### WHAT IS ASKED
Copy out the records word for word, starting at the first line and ending at the line that contains "198), (205, 203)]", with both of those lines included.

'''

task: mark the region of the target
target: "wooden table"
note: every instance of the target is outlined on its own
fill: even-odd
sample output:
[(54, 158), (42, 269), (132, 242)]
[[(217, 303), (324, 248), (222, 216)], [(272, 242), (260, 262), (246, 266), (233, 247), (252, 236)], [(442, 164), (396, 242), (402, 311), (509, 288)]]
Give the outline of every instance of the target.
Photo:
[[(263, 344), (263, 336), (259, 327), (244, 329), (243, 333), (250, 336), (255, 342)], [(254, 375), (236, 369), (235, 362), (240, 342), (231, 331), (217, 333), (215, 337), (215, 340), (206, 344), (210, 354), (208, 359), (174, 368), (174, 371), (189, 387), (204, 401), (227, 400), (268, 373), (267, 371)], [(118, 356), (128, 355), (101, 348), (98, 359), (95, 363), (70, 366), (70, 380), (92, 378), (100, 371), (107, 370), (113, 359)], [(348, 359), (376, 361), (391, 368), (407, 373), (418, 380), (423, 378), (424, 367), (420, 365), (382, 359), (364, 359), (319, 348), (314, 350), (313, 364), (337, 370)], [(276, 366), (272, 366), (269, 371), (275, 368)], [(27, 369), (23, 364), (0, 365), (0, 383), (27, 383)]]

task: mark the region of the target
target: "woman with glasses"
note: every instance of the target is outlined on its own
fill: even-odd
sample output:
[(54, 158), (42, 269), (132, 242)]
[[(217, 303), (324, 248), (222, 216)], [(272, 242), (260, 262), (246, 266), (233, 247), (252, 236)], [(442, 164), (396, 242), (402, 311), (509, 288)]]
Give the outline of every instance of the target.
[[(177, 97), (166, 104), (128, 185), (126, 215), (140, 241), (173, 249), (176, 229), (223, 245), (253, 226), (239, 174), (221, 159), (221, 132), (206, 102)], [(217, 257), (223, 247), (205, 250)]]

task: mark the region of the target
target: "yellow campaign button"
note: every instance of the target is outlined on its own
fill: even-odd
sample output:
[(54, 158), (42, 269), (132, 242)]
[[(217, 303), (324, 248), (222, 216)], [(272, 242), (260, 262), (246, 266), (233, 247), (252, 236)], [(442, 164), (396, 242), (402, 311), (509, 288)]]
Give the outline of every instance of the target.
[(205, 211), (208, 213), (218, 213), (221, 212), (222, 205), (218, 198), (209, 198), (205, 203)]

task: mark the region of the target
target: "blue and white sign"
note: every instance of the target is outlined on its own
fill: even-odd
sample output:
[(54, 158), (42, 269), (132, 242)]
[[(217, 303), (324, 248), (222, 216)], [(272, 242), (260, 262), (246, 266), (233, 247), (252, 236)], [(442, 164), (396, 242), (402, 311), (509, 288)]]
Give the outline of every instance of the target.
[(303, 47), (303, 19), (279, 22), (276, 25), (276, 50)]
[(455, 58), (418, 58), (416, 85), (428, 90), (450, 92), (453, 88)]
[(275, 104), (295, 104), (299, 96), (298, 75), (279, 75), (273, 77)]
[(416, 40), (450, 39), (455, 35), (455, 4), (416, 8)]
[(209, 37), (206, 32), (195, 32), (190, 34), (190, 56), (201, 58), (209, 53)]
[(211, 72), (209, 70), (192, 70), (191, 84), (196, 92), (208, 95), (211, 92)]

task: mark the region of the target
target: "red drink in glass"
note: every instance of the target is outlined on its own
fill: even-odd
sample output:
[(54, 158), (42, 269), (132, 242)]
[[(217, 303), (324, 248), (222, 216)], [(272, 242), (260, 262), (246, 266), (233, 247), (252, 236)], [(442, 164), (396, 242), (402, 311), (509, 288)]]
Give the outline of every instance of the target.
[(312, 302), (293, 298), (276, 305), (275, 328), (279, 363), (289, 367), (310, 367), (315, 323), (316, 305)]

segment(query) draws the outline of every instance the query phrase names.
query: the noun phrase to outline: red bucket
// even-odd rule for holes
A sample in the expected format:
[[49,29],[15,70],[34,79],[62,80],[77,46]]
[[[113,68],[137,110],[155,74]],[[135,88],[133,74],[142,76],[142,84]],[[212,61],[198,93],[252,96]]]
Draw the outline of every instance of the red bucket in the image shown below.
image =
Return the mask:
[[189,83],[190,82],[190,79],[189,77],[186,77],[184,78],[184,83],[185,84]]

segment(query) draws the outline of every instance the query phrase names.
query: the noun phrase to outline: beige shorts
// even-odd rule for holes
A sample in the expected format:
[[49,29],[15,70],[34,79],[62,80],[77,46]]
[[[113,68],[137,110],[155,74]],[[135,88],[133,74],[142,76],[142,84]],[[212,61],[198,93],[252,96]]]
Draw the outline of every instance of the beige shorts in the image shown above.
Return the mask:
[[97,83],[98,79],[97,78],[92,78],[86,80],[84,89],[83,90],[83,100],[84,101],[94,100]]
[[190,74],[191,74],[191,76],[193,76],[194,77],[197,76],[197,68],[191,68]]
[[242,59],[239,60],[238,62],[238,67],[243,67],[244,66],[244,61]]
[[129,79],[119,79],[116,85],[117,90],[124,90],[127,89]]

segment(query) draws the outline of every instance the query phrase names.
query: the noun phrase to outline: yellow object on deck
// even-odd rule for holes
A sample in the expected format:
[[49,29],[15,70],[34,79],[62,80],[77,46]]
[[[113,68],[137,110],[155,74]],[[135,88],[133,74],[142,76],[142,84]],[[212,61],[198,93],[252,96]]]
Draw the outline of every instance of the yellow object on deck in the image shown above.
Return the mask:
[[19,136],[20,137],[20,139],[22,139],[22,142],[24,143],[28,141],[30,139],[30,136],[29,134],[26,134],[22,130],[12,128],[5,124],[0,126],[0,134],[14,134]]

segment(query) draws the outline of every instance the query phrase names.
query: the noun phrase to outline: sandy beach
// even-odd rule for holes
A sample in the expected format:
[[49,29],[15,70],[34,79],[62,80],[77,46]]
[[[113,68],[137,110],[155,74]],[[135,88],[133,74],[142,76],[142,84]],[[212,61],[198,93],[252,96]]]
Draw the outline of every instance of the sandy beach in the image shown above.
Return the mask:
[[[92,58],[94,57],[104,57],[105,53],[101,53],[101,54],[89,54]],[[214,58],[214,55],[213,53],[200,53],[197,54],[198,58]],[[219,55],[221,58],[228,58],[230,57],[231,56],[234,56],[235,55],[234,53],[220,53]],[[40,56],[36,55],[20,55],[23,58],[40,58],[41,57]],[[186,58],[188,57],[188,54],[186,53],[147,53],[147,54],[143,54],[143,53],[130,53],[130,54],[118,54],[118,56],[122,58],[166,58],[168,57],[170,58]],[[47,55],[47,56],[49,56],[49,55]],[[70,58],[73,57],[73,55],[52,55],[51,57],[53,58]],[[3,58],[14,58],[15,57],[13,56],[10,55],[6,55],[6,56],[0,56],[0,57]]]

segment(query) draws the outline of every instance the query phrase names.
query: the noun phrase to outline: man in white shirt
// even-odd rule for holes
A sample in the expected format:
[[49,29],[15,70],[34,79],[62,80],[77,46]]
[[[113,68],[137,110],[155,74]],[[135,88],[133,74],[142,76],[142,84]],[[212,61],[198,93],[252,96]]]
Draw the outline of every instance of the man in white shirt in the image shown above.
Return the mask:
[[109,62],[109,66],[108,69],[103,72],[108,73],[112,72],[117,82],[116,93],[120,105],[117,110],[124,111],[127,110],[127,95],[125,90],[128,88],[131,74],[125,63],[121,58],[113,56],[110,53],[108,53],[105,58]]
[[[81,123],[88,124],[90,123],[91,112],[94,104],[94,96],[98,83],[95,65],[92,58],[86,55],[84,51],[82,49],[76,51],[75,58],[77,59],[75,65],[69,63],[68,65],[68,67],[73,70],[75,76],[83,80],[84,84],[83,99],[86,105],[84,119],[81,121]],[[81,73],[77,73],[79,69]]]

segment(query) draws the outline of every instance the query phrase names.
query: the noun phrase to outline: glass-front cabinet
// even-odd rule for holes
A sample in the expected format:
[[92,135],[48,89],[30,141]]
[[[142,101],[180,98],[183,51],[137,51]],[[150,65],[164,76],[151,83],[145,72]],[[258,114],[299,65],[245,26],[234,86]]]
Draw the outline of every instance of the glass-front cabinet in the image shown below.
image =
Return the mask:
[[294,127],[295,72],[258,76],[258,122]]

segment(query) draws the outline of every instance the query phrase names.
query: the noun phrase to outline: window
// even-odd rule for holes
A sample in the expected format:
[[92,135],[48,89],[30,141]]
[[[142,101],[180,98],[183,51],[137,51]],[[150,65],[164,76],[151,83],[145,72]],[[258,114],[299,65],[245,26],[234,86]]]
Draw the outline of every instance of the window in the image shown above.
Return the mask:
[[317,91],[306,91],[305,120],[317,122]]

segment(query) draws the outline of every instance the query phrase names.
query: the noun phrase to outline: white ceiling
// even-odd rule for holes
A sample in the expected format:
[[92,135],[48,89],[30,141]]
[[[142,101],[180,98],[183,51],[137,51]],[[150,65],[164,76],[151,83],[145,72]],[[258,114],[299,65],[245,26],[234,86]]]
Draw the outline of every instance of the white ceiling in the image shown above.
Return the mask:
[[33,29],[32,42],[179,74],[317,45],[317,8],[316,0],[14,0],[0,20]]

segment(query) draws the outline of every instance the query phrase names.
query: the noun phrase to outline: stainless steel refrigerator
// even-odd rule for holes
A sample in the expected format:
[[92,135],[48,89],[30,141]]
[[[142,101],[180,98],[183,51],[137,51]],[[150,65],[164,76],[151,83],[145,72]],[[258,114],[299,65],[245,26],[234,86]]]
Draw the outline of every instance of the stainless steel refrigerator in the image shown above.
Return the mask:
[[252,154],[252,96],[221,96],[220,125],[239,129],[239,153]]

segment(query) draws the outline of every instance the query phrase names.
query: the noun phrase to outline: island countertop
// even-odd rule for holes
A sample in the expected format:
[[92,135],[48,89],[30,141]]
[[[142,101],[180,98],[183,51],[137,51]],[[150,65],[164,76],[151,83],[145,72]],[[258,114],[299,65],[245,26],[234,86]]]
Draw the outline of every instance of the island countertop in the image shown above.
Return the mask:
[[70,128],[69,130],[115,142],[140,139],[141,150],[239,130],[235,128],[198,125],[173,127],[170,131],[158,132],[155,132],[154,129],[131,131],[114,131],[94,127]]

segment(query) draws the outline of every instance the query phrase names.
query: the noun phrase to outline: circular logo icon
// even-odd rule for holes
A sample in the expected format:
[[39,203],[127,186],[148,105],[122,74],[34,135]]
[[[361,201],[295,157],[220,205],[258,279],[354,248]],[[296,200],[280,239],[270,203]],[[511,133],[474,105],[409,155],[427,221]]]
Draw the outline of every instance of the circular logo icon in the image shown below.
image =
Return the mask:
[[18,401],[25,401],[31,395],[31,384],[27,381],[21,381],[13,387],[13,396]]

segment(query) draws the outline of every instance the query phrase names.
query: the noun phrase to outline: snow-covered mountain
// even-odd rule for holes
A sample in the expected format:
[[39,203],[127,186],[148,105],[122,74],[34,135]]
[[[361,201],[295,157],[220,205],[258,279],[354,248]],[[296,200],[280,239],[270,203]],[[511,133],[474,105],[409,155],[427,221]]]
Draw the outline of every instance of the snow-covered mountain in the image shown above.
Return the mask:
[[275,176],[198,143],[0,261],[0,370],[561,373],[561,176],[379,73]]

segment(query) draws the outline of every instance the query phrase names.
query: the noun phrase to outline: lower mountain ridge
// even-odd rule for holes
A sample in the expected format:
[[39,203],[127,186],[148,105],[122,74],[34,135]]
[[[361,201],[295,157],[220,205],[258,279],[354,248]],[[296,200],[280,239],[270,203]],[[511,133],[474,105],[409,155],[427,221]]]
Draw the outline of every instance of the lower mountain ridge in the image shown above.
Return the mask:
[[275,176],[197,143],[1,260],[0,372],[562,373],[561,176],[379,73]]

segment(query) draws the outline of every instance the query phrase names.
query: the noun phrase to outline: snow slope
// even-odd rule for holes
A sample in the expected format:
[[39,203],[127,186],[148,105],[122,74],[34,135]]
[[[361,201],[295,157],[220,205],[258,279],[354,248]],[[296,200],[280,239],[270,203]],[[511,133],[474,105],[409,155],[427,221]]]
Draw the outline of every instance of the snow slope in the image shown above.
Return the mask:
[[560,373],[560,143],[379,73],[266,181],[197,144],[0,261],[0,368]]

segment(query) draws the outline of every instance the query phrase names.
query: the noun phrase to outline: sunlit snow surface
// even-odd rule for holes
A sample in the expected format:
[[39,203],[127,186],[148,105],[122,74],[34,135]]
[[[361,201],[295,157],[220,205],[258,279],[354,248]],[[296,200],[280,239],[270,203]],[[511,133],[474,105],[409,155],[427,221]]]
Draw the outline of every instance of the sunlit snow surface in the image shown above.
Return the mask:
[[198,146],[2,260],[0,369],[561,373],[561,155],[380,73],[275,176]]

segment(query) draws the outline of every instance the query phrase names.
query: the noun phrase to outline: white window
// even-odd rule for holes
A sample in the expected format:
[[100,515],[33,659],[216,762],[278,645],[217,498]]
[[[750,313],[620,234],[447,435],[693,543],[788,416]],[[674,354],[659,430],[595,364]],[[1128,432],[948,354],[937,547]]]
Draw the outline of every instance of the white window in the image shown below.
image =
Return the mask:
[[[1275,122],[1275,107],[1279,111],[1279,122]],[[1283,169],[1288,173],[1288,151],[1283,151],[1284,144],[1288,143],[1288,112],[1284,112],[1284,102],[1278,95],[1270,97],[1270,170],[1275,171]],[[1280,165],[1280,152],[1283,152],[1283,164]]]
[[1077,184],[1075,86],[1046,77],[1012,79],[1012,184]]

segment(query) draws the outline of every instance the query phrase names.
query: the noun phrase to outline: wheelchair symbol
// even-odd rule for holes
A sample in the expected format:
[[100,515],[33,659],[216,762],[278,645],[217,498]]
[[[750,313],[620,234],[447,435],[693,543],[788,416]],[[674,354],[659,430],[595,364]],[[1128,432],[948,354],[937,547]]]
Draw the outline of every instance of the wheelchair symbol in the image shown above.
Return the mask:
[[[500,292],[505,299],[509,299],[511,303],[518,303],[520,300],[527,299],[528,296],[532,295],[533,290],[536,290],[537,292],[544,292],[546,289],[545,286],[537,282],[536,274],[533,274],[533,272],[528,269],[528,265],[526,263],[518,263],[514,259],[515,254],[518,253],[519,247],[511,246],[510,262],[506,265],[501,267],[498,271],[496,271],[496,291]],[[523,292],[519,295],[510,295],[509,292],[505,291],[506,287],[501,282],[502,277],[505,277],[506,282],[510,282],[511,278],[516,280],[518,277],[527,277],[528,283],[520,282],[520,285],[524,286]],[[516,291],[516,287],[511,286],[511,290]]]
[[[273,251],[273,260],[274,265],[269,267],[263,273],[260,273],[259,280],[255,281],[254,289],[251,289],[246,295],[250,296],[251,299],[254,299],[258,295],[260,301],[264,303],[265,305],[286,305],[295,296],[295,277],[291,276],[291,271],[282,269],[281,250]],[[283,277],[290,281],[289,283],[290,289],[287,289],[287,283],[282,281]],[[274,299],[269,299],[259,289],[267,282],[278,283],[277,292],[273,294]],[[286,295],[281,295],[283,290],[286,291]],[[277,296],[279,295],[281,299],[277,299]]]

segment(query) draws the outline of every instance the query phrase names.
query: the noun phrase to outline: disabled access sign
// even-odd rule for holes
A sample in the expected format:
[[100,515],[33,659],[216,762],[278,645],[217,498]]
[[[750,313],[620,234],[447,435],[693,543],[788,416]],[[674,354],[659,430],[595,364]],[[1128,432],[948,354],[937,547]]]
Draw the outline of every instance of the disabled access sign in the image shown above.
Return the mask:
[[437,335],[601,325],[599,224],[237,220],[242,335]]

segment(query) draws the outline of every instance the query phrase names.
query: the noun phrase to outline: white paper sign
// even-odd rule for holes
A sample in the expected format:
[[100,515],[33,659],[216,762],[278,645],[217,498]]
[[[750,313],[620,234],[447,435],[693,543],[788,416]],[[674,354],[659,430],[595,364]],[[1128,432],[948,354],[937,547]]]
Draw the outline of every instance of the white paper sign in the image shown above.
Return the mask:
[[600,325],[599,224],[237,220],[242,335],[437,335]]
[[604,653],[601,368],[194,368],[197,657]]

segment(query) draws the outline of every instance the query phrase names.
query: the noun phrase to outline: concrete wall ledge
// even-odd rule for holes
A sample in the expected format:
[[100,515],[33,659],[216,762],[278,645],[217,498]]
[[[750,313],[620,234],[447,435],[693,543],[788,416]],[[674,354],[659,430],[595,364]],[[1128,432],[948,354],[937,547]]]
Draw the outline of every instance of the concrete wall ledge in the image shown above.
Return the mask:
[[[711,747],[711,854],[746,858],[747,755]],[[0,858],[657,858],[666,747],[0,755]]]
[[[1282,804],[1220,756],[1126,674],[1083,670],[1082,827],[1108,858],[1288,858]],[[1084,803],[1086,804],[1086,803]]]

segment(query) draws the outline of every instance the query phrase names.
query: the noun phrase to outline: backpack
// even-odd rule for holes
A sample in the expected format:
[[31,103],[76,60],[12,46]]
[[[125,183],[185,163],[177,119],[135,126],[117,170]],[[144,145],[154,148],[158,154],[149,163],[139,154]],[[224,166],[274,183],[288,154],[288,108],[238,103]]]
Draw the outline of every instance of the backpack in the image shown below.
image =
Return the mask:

'''

### PROBLEM SOLUTION
task: mark the region of the target
target: "wooden table"
note: every instance of the target is outlined on its own
fill: even-odd
sample output:
[(54, 158), (42, 269), (132, 242)]
[[(217, 303), (324, 248), (222, 216)], [(272, 242), (260, 262), (246, 266), (233, 247), (252, 236)], [(442, 164), (396, 242), (402, 311), (509, 288)]]
Give the outline of every instance of the target.
Photo:
[[(263, 344), (263, 336), (259, 327), (244, 329), (243, 333), (250, 336), (255, 342)], [(254, 375), (236, 369), (235, 362), (240, 342), (231, 331), (217, 333), (215, 337), (215, 340), (206, 344), (210, 354), (208, 359), (174, 368), (174, 371), (189, 387), (204, 401), (227, 400), (268, 373), (267, 371)], [(118, 356), (128, 355), (101, 348), (98, 359), (95, 363), (70, 366), (70, 380), (92, 378), (100, 371), (107, 370), (113, 359)], [(348, 359), (376, 361), (391, 368), (407, 373), (418, 380), (423, 378), (424, 367), (420, 365), (382, 359), (364, 359), (319, 348), (314, 350), (313, 364), (337, 370)], [(276, 366), (272, 366), (269, 371), (275, 368)], [(27, 369), (23, 364), (0, 365), (0, 383), (27, 383)]]

task: mark the region of the target
target: "woman with glasses"
note: every instance of the target is outlined on its own
fill: even-odd
sample output:
[(54, 158), (42, 269), (132, 242)]
[[(217, 303), (324, 248), (222, 216)], [(272, 242), (260, 262), (246, 266), (233, 247), (252, 236)], [(442, 164), (396, 242), (402, 311), (509, 288)]]
Give the outline of every instance of the target.
[[(177, 97), (166, 104), (128, 185), (126, 215), (140, 241), (173, 249), (176, 229), (223, 245), (253, 226), (239, 174), (221, 159), (221, 132), (206, 102)], [(217, 257), (223, 247), (205, 250)]]

task: mark the region of the target
target: "yellow campaign button"
note: every instance of the target is outlined on its own
fill: even-odd
sample output:
[(54, 158), (42, 269), (132, 242)]
[[(217, 303), (324, 248), (222, 216)], [(272, 242), (260, 262), (246, 266), (233, 247), (252, 236)], [(442, 164), (396, 242), (402, 311), (509, 288)]]
Give the outline of every instance of the target.
[(205, 211), (208, 213), (218, 213), (221, 212), (222, 205), (218, 198), (209, 198), (205, 203)]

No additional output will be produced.